En résumé, j’entends par notion d’une chose quelconque (intérieure ou extérieure à moi) la synthèse de deux facteurs à savoir : 1o un état déterminé tout d’abord dans ma conscience par l’impression de cette chose sur elle grâce à l’intermédiaire nerveux de mes sens ou même sans cet intermédiaire (introspection) ; 2o l’affirmation faite implicitement par moi que cette chose existe en moi ou hors de moi. J’ajoute que la notion m’est possible parce qu’il y a en moi certains caractères communs avec la chose, ce qui permet à ma conscience de communiquer avec celle-ci.

La notion est dite concrète quand elle représente son objet tel qu’il était perçu pendant qu’il s’offrait par l’impression à mon observation externe ou interne ; la notion est dite abstraite, quand elle ne représente qu’une ou quelques-unes des données constitutives de l’objet, abstraites arbitrairement de ma perception par mon activité mentale.
■ ■ ■
→ CONSIGNE DONNÉE 1
D'après l'extrait choisi, dans quel cas la notion est-elle dite concrète ?
→ CONSIGNE DONNÉE 2
Reproduisez le passage de l'extrait choisi allant de « La notion est dite concrète » jusqu'à « mon activité mentale. » inclus, en renommant « concrète » en « sensible ».
Veuillez vous fonder uniquement sur l'extrait choisi.

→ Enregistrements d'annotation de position
■ ■ ■
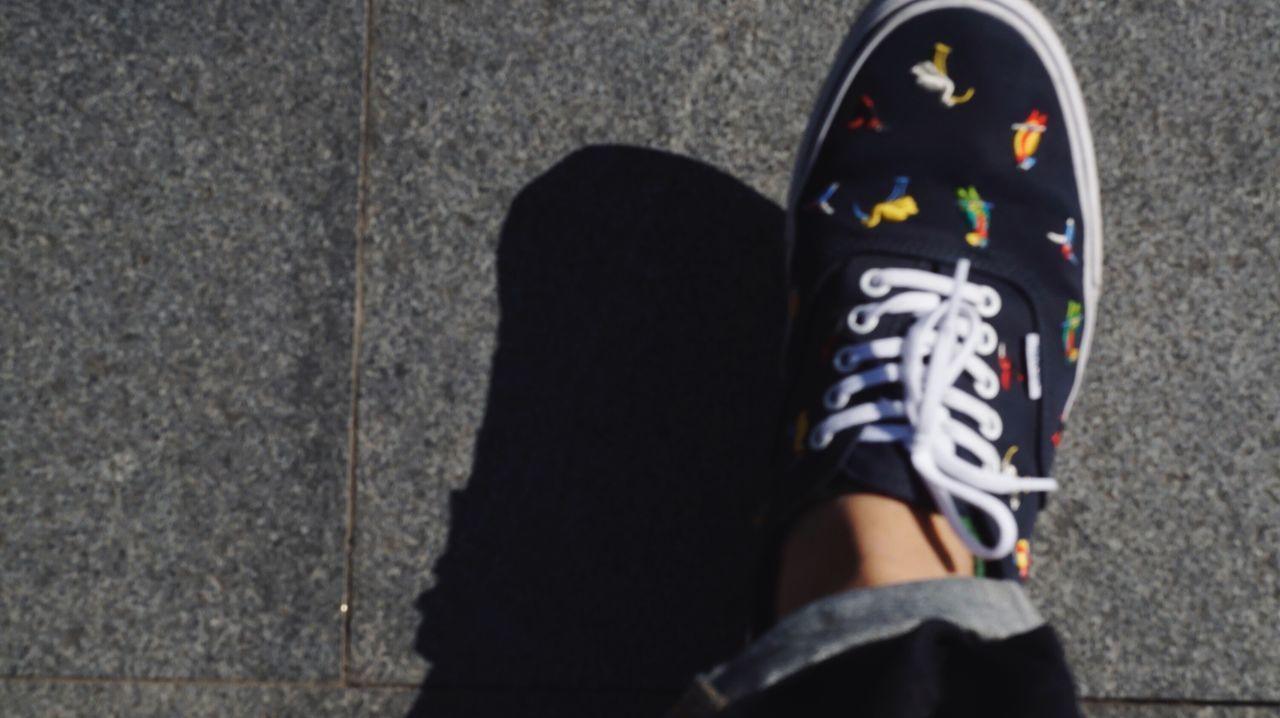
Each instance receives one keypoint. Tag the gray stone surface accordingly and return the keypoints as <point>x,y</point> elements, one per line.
<point>177,210</point>
<point>1161,558</point>
<point>1102,709</point>
<point>177,222</point>
<point>1159,561</point>
<point>472,101</point>
<point>200,700</point>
■ ■ ■
→ RÉPONSE 1
Lorsqu'elle représente son objet tel qu'il était perçu pendant qu'il s'offrait par l'impression à l'observation externe ou interne.

→ RÉPONSE 2
La notion est dite sensible quand elle représente son objet tel qu’il était perçu pendant qu’il s’offrait par l’impression à mon observation externe ou interne ; la notion est dite abstraite, quand elle ne représente qu’une ou quelques-unes des données constitutives de l’objet, abstraites arbitrairement de ma perception par mon activité mentale.